Vipassana Rundschreiben

in der Tradition von Sayagyi U Ba Khin

DER GEBRAUCH VON RESSOURCEN

(Aus einem Vortrag von Webu Sayadaw)

Wenn ihr einem Mönch Kerzen schenkt, so gebt ihr sie ihm, damit er in der Nacht eine Lichtquelle hat. Wenn er die Kerzen aber am helllichten Tag anzündet, für jedermann sichtbar, so werdet ihr denken, dass dieser Mönch schamlos Dinge verschwendet. Ihr kennt das doch, oder? Es kommt oft vor. Sicher könnte man sagen, dass er mit seinem Besitz tun und lassen kann, wie es ihm beliebt, und das darf er auch. Doch wenn er die Sachen in sinnloser Weise gebraucht, verschwendet er sie.

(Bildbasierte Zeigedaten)
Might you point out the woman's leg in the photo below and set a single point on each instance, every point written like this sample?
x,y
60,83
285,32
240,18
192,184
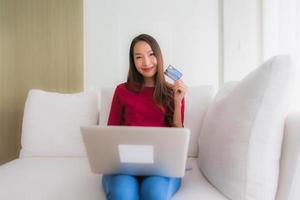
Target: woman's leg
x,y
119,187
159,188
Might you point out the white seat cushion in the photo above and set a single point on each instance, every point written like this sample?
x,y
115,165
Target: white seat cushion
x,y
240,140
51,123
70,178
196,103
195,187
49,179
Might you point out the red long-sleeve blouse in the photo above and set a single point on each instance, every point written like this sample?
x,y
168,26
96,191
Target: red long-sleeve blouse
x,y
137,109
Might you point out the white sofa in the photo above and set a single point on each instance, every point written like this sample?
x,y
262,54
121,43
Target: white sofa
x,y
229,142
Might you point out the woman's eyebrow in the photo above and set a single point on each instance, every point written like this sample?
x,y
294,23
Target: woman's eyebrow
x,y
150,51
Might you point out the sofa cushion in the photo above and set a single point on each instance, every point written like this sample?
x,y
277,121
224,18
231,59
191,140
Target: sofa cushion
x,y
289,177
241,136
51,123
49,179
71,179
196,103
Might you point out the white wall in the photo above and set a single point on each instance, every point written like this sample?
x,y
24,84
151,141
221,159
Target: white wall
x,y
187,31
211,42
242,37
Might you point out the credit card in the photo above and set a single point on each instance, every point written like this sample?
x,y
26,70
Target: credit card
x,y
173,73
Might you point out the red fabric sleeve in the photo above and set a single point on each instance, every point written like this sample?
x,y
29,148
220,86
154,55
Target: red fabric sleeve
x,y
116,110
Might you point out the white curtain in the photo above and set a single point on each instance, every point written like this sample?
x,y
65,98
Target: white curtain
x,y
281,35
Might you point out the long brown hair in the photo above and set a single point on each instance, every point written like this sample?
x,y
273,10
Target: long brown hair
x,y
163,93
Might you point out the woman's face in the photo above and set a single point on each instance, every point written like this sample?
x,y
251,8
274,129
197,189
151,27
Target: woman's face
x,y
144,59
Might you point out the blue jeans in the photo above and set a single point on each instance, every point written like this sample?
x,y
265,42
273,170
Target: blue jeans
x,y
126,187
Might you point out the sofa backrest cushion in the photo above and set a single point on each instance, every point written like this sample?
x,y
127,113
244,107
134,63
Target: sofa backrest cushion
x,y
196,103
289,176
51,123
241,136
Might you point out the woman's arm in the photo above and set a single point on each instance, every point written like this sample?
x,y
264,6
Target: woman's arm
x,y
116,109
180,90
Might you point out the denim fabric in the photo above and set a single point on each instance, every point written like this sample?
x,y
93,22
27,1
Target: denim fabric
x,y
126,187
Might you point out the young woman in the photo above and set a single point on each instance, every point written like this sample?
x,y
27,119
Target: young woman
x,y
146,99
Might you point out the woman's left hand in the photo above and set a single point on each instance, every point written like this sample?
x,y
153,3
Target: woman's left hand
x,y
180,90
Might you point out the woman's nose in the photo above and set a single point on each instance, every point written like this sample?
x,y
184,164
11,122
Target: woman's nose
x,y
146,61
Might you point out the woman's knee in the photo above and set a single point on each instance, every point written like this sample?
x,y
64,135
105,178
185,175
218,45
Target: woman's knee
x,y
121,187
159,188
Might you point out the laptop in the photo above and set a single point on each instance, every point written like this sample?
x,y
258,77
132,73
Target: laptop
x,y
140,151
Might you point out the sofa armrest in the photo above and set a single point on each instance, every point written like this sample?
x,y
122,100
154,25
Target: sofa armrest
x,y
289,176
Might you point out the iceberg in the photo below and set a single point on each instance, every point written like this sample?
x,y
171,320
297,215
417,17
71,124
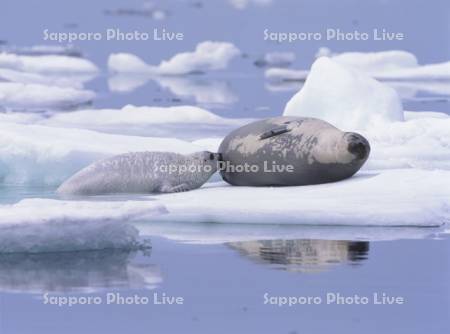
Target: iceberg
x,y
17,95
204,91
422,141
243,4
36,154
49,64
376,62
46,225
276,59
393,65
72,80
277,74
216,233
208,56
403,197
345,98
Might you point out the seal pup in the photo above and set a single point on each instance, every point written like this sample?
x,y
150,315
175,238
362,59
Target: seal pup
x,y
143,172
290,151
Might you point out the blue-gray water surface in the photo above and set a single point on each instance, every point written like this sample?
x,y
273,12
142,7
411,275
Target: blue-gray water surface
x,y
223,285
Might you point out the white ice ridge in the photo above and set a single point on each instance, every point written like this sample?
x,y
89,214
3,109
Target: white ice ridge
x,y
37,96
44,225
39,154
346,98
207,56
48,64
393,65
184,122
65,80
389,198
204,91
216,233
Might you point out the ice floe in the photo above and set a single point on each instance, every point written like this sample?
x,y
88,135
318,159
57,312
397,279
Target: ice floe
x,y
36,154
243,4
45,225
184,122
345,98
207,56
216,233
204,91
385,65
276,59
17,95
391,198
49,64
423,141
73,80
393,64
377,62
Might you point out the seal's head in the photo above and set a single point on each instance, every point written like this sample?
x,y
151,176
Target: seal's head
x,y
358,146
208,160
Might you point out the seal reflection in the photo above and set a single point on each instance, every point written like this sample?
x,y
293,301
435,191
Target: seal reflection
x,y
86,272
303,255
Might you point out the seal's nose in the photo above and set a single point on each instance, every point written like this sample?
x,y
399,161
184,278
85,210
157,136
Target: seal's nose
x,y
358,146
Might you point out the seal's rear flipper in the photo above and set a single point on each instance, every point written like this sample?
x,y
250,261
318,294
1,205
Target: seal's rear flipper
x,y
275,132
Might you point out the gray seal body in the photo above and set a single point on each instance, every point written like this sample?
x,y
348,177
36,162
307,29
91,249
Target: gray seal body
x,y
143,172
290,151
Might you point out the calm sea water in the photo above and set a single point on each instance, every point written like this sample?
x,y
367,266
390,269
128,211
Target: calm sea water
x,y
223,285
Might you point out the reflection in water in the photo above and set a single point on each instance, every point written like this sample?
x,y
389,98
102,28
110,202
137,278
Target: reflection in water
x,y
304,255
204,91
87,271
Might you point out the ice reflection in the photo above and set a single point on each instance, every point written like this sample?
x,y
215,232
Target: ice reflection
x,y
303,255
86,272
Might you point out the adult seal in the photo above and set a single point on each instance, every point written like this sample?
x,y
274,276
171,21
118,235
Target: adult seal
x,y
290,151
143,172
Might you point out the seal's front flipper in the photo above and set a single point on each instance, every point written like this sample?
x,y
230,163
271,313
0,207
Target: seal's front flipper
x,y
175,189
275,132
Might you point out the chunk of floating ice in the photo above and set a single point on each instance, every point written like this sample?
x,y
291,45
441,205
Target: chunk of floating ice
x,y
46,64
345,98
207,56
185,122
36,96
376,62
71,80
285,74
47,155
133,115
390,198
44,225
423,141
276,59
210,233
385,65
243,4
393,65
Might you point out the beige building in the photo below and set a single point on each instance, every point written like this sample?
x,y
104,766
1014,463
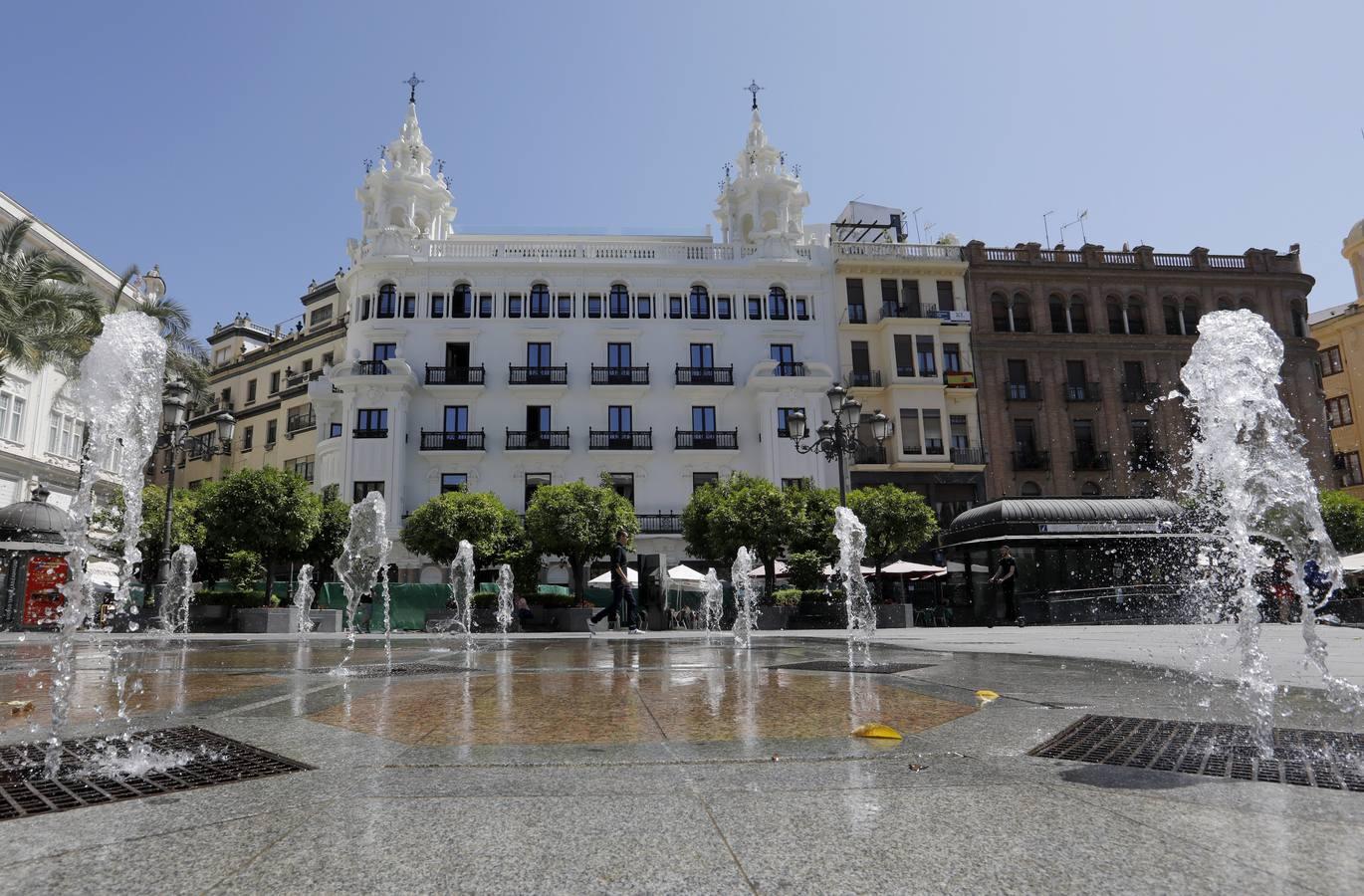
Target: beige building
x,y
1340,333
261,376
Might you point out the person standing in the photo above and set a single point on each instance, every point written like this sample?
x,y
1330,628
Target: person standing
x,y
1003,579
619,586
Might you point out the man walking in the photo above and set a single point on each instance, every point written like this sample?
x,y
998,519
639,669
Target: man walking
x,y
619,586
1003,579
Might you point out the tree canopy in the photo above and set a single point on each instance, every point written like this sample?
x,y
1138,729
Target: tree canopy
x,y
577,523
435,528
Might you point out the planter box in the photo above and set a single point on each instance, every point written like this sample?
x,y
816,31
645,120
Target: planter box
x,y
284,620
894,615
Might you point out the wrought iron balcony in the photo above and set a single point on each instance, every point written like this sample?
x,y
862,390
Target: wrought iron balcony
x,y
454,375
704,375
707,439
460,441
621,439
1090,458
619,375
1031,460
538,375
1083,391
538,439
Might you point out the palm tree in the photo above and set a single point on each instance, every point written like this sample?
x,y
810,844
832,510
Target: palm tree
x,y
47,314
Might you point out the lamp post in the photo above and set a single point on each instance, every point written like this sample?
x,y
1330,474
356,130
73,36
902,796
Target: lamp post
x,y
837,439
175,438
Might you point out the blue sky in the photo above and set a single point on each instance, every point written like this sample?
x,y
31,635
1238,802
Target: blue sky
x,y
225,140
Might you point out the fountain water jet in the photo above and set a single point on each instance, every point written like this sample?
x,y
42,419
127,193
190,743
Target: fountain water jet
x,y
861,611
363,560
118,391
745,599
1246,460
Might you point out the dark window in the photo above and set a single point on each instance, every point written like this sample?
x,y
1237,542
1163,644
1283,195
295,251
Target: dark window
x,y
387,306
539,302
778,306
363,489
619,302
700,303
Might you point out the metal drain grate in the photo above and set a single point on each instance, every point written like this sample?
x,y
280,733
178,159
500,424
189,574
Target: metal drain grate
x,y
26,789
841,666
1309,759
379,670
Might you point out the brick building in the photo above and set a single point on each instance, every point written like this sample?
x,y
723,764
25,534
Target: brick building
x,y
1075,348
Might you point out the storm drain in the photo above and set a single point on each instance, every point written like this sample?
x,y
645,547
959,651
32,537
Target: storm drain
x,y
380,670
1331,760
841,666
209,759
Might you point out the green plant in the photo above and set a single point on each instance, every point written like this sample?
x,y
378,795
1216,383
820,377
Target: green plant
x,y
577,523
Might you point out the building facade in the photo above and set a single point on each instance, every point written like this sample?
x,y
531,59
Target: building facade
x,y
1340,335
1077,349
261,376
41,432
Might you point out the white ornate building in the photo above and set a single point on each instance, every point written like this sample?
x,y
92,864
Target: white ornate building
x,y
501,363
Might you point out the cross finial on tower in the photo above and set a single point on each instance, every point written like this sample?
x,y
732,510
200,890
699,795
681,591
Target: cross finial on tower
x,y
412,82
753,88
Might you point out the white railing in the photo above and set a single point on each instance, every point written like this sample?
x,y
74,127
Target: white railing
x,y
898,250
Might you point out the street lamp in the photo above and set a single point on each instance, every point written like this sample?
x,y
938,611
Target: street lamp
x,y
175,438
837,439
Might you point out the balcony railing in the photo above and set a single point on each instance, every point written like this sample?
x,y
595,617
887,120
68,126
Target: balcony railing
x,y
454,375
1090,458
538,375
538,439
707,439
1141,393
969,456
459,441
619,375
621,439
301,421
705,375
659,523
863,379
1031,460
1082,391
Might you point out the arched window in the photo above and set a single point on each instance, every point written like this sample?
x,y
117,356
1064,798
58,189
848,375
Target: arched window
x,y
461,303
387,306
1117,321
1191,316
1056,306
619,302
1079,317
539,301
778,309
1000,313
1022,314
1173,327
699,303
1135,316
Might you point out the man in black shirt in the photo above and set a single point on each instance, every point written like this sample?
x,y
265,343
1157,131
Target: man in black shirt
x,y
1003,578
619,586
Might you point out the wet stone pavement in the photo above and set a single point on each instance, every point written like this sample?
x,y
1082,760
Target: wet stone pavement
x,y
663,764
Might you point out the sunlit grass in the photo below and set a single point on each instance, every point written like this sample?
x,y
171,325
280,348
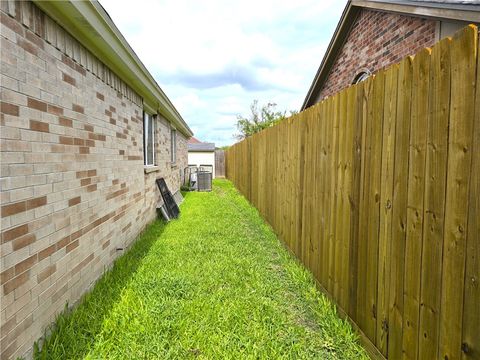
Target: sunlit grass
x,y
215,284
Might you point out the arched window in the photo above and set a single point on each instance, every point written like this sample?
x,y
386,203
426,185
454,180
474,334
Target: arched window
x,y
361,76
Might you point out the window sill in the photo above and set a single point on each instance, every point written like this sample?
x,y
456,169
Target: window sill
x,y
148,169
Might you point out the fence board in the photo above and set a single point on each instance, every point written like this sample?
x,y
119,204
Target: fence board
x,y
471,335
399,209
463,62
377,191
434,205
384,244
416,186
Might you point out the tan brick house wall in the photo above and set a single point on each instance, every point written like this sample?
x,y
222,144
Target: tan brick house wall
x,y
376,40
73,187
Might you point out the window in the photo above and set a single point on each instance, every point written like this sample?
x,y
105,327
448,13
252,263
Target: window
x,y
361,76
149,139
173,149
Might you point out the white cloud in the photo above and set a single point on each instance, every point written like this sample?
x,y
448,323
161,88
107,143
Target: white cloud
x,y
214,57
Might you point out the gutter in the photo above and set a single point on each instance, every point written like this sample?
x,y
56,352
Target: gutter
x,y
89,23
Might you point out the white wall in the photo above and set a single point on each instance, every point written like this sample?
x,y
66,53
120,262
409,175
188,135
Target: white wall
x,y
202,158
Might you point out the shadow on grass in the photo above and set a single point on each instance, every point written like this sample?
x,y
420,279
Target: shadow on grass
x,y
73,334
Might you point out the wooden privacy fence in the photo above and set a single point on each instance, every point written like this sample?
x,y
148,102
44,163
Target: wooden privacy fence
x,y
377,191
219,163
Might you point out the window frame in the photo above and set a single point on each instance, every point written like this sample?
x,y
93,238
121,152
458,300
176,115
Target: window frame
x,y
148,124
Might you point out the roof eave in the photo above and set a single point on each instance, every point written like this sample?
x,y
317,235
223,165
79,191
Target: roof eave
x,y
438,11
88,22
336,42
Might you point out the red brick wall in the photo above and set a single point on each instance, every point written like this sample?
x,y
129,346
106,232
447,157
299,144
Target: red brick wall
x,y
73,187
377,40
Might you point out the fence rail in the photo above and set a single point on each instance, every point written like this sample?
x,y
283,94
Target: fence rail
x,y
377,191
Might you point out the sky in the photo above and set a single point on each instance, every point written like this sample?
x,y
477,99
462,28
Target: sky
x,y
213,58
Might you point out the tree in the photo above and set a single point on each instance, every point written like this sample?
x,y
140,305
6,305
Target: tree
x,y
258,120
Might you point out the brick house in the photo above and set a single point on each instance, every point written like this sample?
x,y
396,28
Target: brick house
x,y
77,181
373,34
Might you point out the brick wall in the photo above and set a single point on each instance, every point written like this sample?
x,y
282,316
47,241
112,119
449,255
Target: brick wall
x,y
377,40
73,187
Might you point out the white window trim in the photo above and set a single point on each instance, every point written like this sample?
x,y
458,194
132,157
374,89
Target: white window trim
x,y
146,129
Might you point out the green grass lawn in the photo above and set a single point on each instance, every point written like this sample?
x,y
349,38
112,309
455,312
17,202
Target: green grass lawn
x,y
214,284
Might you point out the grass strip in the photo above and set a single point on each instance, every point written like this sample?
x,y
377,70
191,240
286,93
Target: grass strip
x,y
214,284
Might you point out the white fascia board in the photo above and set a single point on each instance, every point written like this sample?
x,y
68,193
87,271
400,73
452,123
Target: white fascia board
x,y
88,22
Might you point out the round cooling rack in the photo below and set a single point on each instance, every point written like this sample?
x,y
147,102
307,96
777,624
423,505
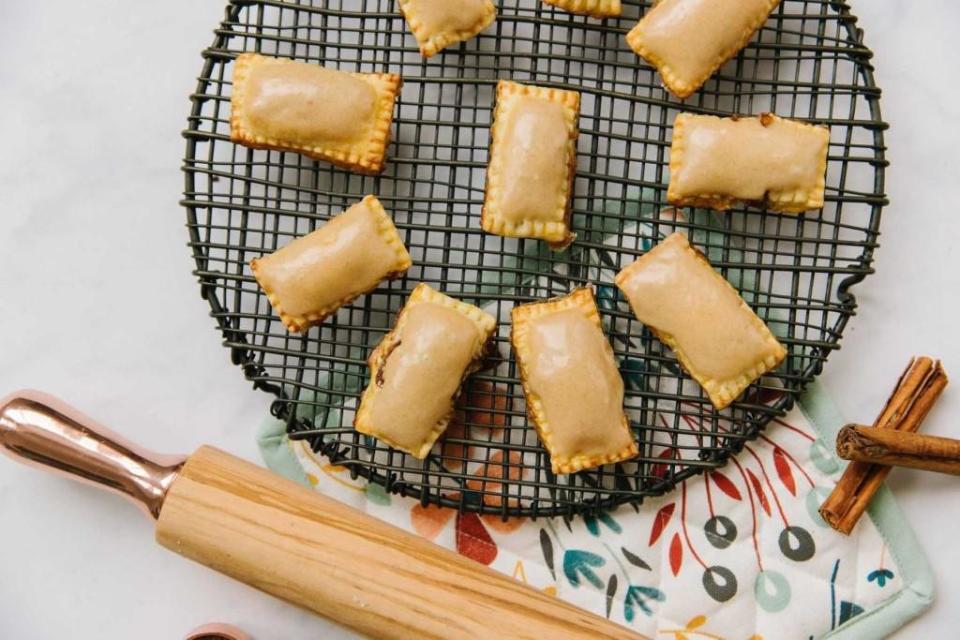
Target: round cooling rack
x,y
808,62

## [So geht's]
Zitiere aus dem Auszug über den Gebrauch von Ressourcen die Stelle, die mit „Wenn ihr einem“ beginnt und bis „verschwendet er sie.“ weitergeht.

## [Die Antwort]
Wenn ihr einem Mönch Kerzen schenkt, so gebt ihr sie ihm, damit er in der Nacht eine Lichtquelle hat. Wenn er die Kerzen aber am helllichten Tag anzündet, für jedermann sichtbar, so werdet ihr denken, dass dieser Mönch schamlos Dinge verschwendet. Ihr kennt das doch, oder? Es kommt oft vor. Sicher könnte man sagen, dass er mit seinem Besitz tun und lassen kann, wie es ihm beliebt, und das darf er auch. Doch wenn er die Sachen in sinnloser Weise gebraucht, verschwendet er sie.